• **WORK TO DO**: Please pick out every line in the listing that contains the word "left", and copy each of those lines in full.

(Spatial annotation records)
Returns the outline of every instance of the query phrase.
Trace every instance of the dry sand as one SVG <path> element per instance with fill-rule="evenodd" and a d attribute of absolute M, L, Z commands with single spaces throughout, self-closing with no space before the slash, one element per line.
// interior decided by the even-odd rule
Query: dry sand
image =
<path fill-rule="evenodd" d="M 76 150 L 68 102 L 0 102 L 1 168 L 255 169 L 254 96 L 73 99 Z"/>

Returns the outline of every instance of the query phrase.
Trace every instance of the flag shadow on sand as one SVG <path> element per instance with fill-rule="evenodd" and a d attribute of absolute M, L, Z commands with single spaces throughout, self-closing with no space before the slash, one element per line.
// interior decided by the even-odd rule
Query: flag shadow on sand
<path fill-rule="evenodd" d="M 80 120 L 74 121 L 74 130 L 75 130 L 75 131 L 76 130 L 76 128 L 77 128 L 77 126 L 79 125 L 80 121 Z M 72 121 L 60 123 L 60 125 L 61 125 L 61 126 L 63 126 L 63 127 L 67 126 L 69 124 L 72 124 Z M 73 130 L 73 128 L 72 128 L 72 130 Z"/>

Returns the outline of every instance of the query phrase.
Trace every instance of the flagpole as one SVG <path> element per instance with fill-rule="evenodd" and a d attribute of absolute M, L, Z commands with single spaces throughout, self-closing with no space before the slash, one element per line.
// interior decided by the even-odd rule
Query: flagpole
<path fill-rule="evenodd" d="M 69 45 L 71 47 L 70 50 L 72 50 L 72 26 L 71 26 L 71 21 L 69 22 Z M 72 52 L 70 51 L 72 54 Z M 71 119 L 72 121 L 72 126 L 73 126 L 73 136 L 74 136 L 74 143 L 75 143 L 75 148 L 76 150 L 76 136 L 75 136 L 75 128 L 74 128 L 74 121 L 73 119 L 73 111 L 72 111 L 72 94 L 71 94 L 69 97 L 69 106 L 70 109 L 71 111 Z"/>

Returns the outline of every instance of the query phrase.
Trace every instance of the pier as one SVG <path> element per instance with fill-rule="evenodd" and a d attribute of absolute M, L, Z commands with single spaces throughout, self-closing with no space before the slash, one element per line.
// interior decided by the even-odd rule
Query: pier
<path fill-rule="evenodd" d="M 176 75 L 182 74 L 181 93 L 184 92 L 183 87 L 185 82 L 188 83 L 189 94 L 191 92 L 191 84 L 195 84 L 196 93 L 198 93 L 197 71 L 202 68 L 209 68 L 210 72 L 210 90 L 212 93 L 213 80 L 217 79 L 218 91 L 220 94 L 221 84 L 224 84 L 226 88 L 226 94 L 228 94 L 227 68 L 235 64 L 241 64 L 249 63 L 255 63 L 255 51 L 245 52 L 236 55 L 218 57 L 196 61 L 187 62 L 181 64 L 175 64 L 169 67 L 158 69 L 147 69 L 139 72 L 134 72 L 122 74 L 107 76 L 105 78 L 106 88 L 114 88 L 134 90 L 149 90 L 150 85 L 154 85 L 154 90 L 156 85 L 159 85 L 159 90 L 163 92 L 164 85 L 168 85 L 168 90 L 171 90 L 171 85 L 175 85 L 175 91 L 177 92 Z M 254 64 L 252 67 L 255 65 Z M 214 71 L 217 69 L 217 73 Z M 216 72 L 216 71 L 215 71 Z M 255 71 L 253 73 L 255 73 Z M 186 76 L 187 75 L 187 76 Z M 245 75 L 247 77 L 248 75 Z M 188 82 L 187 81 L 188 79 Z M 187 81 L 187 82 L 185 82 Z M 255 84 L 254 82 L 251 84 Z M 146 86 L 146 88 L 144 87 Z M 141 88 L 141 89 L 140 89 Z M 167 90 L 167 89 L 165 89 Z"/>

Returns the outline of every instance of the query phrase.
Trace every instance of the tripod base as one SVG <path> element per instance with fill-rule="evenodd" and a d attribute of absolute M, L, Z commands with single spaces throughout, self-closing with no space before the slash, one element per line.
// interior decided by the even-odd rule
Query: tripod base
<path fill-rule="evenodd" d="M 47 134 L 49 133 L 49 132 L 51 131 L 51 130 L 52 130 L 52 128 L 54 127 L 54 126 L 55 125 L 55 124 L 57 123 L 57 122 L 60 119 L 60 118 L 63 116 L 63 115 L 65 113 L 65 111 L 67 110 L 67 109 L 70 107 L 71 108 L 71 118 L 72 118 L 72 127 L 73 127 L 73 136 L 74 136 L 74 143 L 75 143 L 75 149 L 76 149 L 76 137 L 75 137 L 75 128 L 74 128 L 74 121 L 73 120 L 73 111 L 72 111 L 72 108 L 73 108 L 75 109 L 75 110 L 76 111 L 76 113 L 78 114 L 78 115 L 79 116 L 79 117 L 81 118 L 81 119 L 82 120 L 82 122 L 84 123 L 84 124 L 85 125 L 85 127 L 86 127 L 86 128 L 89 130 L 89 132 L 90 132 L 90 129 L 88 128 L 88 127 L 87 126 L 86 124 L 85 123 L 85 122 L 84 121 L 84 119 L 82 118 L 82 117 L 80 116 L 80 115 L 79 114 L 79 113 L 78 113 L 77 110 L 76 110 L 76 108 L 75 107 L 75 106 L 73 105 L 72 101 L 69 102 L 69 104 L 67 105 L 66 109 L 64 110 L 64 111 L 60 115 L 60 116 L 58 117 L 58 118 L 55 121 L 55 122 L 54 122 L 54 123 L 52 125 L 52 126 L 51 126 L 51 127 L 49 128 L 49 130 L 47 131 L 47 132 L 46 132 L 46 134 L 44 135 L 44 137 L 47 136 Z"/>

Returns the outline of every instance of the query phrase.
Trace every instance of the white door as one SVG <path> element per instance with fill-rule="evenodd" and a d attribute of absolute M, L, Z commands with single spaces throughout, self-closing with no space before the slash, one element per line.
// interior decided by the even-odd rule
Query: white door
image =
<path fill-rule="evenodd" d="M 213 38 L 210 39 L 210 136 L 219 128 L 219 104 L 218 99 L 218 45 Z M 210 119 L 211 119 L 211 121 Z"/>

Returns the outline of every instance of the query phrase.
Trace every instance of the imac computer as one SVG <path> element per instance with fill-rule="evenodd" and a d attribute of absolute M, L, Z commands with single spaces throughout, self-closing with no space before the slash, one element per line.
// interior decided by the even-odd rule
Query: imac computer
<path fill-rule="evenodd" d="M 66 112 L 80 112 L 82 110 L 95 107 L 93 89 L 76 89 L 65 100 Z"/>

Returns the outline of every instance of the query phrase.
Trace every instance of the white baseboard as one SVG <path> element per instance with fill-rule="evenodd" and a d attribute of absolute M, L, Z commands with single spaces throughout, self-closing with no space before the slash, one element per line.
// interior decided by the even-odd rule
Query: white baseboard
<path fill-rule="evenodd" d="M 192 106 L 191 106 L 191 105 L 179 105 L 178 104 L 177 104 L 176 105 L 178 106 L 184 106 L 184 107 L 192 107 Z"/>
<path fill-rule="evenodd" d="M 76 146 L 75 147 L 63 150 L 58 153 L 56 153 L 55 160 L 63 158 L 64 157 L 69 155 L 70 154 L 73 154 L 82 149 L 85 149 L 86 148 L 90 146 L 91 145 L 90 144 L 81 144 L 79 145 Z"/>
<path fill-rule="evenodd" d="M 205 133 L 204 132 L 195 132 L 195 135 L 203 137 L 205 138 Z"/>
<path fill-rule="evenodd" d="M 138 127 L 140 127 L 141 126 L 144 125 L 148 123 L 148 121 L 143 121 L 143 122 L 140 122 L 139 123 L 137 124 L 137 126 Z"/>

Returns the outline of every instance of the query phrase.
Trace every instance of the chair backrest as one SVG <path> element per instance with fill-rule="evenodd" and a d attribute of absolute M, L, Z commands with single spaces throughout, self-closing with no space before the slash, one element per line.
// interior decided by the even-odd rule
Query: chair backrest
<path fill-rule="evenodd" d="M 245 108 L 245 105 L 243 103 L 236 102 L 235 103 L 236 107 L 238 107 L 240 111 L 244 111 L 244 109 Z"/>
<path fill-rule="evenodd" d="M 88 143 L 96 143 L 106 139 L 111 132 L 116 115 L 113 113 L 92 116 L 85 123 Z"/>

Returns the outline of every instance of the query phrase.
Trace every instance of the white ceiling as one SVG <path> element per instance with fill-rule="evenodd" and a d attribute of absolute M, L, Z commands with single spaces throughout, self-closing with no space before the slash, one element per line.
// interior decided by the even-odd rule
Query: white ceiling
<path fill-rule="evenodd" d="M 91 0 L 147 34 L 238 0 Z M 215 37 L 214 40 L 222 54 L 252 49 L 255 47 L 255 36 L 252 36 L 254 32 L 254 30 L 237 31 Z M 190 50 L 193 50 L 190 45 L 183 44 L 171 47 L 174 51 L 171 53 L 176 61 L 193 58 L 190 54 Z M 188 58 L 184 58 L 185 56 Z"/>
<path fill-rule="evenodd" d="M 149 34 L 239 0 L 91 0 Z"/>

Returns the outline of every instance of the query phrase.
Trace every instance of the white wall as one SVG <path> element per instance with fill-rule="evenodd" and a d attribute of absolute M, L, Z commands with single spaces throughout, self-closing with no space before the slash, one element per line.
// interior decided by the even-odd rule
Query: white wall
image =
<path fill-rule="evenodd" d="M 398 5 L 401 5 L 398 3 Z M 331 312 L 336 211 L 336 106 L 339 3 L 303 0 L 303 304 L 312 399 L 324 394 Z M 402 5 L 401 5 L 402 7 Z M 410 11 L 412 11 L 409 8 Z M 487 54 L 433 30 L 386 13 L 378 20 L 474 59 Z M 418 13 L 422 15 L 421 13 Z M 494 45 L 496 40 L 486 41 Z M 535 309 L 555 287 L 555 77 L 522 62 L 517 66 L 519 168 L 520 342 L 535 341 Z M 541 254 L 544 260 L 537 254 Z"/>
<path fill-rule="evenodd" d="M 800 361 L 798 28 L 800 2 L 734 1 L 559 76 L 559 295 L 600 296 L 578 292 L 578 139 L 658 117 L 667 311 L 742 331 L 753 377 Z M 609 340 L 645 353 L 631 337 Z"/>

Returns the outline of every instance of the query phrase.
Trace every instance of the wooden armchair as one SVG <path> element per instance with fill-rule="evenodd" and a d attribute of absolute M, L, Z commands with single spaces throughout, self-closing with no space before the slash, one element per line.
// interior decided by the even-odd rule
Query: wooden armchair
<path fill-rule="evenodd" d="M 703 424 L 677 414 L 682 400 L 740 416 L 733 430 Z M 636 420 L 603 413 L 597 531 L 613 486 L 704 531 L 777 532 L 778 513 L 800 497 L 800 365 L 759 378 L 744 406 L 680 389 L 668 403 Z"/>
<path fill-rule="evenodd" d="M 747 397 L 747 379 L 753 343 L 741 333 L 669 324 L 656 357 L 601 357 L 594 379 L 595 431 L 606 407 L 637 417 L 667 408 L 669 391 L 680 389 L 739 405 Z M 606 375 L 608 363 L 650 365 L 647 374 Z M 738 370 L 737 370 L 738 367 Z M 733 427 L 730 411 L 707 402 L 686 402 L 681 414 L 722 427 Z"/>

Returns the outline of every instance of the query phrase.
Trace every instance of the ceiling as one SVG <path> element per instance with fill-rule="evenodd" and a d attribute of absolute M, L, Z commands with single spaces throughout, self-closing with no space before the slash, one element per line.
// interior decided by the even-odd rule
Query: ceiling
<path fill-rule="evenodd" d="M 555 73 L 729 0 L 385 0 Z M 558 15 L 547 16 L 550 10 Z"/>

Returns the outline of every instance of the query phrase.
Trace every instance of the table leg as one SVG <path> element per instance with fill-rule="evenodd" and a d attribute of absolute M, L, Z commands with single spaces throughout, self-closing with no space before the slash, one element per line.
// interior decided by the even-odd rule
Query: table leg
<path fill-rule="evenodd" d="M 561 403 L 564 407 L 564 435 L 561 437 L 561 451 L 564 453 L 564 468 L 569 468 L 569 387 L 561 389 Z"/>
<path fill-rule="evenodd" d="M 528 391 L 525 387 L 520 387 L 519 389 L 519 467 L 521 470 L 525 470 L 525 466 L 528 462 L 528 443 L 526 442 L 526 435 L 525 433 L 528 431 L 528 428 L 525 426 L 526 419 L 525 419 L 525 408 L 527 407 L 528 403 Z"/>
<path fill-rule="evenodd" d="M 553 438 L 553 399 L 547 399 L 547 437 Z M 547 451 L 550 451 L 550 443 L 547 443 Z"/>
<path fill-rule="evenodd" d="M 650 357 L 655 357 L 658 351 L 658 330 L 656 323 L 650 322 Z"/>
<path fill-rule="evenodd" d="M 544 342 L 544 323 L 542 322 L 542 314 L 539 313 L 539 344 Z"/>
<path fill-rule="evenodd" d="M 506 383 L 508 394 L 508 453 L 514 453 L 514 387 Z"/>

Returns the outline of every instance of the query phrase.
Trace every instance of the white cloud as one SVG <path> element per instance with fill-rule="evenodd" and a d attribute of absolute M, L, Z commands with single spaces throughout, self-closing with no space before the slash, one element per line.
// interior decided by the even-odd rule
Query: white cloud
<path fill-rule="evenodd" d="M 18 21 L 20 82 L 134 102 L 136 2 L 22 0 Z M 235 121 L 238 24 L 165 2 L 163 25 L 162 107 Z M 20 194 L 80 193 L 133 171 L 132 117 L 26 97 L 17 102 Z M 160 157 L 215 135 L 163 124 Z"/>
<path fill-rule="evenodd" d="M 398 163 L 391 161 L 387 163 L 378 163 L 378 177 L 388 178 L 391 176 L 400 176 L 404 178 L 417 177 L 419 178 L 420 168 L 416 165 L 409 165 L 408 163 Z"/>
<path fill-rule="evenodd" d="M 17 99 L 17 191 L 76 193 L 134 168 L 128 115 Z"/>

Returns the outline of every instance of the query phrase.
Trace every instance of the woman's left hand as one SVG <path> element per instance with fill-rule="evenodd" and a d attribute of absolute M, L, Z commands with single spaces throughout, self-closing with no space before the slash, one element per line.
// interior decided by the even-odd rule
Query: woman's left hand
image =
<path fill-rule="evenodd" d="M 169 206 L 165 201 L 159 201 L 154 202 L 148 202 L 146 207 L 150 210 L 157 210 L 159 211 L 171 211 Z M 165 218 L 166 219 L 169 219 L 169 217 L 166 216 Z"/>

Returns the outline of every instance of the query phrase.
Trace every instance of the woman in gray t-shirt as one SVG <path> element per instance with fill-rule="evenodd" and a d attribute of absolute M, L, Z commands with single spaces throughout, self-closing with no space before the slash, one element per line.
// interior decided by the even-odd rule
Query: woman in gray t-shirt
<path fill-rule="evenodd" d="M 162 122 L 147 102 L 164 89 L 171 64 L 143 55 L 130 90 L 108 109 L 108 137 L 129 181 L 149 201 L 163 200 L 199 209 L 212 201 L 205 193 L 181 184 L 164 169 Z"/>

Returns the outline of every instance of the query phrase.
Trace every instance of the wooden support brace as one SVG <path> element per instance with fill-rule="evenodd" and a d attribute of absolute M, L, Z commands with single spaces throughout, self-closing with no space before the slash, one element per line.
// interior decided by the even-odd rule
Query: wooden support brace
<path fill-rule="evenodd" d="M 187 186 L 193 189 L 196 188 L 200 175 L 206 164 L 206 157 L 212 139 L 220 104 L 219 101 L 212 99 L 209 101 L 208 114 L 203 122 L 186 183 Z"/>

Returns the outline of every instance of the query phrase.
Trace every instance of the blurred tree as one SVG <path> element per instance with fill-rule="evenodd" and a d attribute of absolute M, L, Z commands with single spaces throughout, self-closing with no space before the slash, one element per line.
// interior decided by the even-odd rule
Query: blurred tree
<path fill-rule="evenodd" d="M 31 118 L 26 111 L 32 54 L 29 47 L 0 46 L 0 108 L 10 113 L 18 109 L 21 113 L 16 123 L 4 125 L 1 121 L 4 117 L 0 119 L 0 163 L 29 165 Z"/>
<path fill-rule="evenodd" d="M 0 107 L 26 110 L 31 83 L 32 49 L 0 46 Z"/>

• **SOLUTION TO THE PROBLEM**:
Trace every instance of the woman's left hand as one SVG <path> element per instance with fill-rule="evenodd" and a d attribute of absolute M, L, Z commands with single spaces throughout, self-closing with no space before the slash, one element per line.
Query: woman's left hand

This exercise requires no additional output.